# INSTRUCTION
Rewrite only the portion of the records that begins with the line containing "Objective — one marker on every instance of the wooden" and runs through the end of the records, swapping "disc" for "circle" and leaving everything else unchanged.

** Start **

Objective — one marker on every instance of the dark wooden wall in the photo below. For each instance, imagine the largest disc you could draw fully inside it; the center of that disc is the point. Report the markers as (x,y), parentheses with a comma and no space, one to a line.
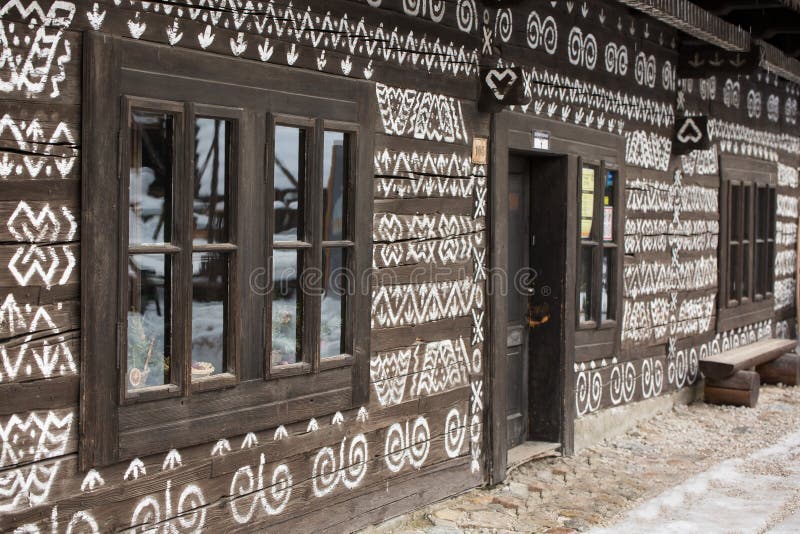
(419,438)
(429,316)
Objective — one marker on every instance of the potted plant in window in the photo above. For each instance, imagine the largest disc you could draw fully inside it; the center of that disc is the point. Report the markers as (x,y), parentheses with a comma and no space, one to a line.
(140,353)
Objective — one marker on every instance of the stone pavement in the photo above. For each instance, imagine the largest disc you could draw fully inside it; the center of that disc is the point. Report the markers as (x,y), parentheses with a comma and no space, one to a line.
(599,485)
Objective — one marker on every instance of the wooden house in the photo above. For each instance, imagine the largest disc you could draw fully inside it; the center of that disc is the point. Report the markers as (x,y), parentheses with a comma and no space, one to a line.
(308,265)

** End **

# THE REPLY
Objective — one marker on every instance of the wooden house in the photo above. For each instance, imagine the largest circle you could draw fully inside it; the center of that circle is the point. Report the markers as (x,y), parentheses with a comma and no space, one to a line.
(308,265)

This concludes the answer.